**Passage provided**
MESOP : DOES US WANTS DAESH LEAVING MOSUL FOR SYRIA ?

Islamic State Has Good Reasons to Retreat in Iraq

By Noah Feldman – BlooMBERG –  2016-10-14 – There’s no need to believe the Russian propaganda that says the U.S. agreed to let 9,000 Islamic State fighters flee Mosul to go fight President Bashar al-Assad in Syria. But the story “reported” Wednesday by Russia Today (on the basis of a single anonymous source) does capture a strategic truth in the run-up to the attack on the Islamic State-controlled city: The fighters have good reason to flee — and the Iraqis and the U.S. have good reason to let them.

The battle to retake Mosul has been a long time coming. Islamic State occupied the city in June 2014, without encountering much in the way of Iraqi military resistance. Mosul was the biggest and most important city to fall into the hands of the self-proclaimed caliphate. Before Islamic State arrived, it had a population of roughly 2 million, making it Iraq’s third most populous city. (Since then, at least half have fled or been expelled or killed, including essentially all the ethnic and religious minorities such as Kurds, Turkmen, Assyrian Christians and Yazidis.)

With Mosul, Islamic State controlled a significant portion of Iraq. The Baghdad government couldn’t allow that indefinitely without appearing to give up on functioning as a sovereign state.

Yet Baghdad took its time. First, it had to retake Ramadi, which didn’t fall until February. That required the use of Shiite militias backed by Iran, which Iraqi Prime Minister Haider al-Abadi ideally doesn’t want to repeat.

**Exercise input**
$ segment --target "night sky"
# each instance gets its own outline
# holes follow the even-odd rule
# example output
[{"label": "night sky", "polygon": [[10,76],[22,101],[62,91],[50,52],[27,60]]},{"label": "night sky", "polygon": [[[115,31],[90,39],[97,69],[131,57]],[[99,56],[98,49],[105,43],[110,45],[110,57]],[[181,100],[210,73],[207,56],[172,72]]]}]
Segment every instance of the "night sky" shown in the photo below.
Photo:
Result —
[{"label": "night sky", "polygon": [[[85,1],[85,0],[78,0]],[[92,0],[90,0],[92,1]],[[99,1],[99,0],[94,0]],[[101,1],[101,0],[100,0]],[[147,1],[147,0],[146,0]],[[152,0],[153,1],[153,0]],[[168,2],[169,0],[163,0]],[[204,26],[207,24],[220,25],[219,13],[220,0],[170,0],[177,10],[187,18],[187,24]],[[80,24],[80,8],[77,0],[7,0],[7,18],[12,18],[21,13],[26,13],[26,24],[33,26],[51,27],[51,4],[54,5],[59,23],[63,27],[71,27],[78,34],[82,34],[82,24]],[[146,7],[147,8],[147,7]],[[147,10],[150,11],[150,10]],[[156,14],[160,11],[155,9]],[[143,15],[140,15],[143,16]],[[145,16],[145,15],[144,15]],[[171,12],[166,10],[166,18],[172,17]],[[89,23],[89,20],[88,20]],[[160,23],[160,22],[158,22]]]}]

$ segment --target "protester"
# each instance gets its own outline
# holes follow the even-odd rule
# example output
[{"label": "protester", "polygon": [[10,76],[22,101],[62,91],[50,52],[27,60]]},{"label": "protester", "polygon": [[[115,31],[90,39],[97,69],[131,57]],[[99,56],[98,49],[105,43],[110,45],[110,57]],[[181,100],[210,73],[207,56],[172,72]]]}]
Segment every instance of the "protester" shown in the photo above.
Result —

**Tasks for this exercise**
• A. Retype the article on Mosul exactly, starting at "Yet Baghdad took" and ending at "want to repeat.".
• B. Rewrite all of the entries with "Segment every instance" changed to "Outline each instance" and nothing else altered.

**Answer set**
• A.
Yet Baghdad took its time. First, it had to retake Ramadi, which didn’t fall until February. That required the use of Shiite militias backed by Iran, which Iraqi Prime Minister Haider al-Abadi ideally doesn’t want to repeat.

• B.
$ segment --target "night sky"
# each instance gets its own outline
# holes follow the even-odd rule
# example output
[{"label": "night sky", "polygon": [[10,76],[22,101],[62,91],[50,52],[27,60]]},{"label": "night sky", "polygon": [[[115,31],[90,39],[97,69],[131,57]],[[99,56],[98,49],[105,43],[110,45],[110,57]],[[181,100],[210,73],[207,56],[172,72]]]}]
Outline each instance of the "night sky" shown in the photo below.
Photo:
Result —
[{"label": "night sky", "polygon": [[[85,1],[85,0],[78,0]],[[92,0],[90,0],[92,1]],[[99,1],[99,0],[94,0]],[[101,1],[101,0],[100,0]],[[147,1],[147,0],[146,0]],[[152,0],[153,1],[153,0]],[[168,2],[169,0],[163,0]],[[204,26],[207,24],[220,25],[219,13],[220,0],[170,0],[177,10],[187,18],[187,24]],[[80,24],[80,8],[77,0],[7,0],[7,18],[12,18],[21,13],[26,13],[26,24],[33,26],[51,27],[51,4],[54,5],[59,23],[63,27],[71,27],[78,34],[82,34],[82,24]],[[146,7],[147,8],[147,7]],[[147,10],[150,11],[150,10]],[[156,14],[160,11],[155,9]],[[143,15],[140,15],[143,16]],[[145,16],[145,15],[144,15]],[[171,12],[166,10],[166,18],[172,17]],[[89,23],[89,20],[88,20]],[[160,23],[160,22],[158,22]]]}]

$ segment --target "protester"
# each instance gets its own outline
# holes follow the even-odd rule
# example output
[{"label": "protester", "polygon": [[10,76],[22,101],[62,91],[50,52],[27,60]]},{"label": "protester", "polygon": [[[115,31],[90,39],[97,69],[131,57]],[[99,56],[98,49],[105,43],[110,45],[110,57]],[[181,100],[210,73],[207,56],[172,72]]]}]
Outline each instance of the "protester" shown in the photo above.
Result —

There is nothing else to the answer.